Berbagi Pengalaman sebagai Tim Survei Tradisi dan Kebudayaan Banjarnegara (Lestarinya tradisi Dayakan)
12.35.00Numpang foto di tengah pejalanan |
Kami tergabung dalam sebuah tim
survei dalam rangka seraserahan tradisi dan kebudayaan banjarnegara. Satu tim
terdiri dari empat orang dimana kami mengemban tugas ke desa terkait untuk
meninjau langsung tradisi dan kebudayaan yang belum terdata oleh dinas
kebudayaan dan pariwisata (Dinbudpar) kabupaten Banjarnegara. Tempatnya cukup
di sebut pedalaman karena jauh dari perkotaan dan akses jalan yang sulit.
Dengan dua motor kami menuju ke rumah kepala desa dan sesepuh terkait. Sebagai
pendatang tentu kami harus faham anggah – ungguh walaupun kedatangan kami hanya
sekedar meninjau tradisi desa terkait. Membutuhkan waktu tempuh dua jam untuk
sampai di rumah kepala desa. Alangkah
terkejutnya kami saat rumah beliau penuh sesak dengan sekumpulan wanita
berjilbab berseragam hijau muda. Nampaknya sedang ada kegiatan atau pengajian
ormas disana. Di tengah perjalanan, sebenarnya kami bisa merasakan padatnya
jalan oleh mobil dan kendaraan roda dua, nampaknya mustahil jika jalan desa
bisa sepadat itu kecuali ada kegiatan yang akbar. Karena bingung harus
mengambil sikap apa, lalu kami pun memilih menunggu di depan rumah tepatnya di
belakang panggung yang di dirikan. Bukannya kami terlalu penakut ataupun
terlampau malu melintas di depan panggung, hanya saja kami menjaga sikap di
desa yang terkenal anggah – ungguh dan sangat sopan. Rasanya tak enak hati jika
kami meninggalkan image yang tak sopan sedangkan kami juga mengemban amanah
organisasi. Pastinya bukan nama baik kami yang dipertaruhkan karena masyarakat desa
tersebut sama sekali tak mengenal kami, akan tetapi nama baik organisasi yang
pasti akan terbawa.

--- BAHAN YANG DISEDIAKAN ---
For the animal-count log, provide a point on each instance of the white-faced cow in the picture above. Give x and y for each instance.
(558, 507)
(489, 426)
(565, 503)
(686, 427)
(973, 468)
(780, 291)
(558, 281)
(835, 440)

--- DESKRIPSI TUGAS ---
Lanjutkan teks tentang tim survei tradisi Dayakan di Banjarnegara mulai dari kalimat sesudah bagian terakhir yang tercantum di atas.

--- JAWABAN LATIHAN ---
Dari ke
empat anggota, saya bertugas sebagai koordinator tim. Pantas jika tanggung
jawab lebih di bebankan kepada saya. Matahari bersinar sangat terik seolah
membakar kulit. Mengambil inisiatif, saya menghampiri meja registrasi untuk
menanyakan lamanya acara tersebut. Entah karen amat baik hati atau mungkin tak
tega melihat kami bak cacing kepanasan, beliau memegang tangan saya lalu
menuntunnya tanpa meminta ijin atau bertanya saya bersedia atau tidak.
“ Ow tim
survei to, mari mba, saya antar ke ndalem nya pak lurah. Lewat sini saja karena
tidak ada jalan lain” terang beliau sembari menuntun tanganku. Ketiga teman
langsung mengikuti di belakangku.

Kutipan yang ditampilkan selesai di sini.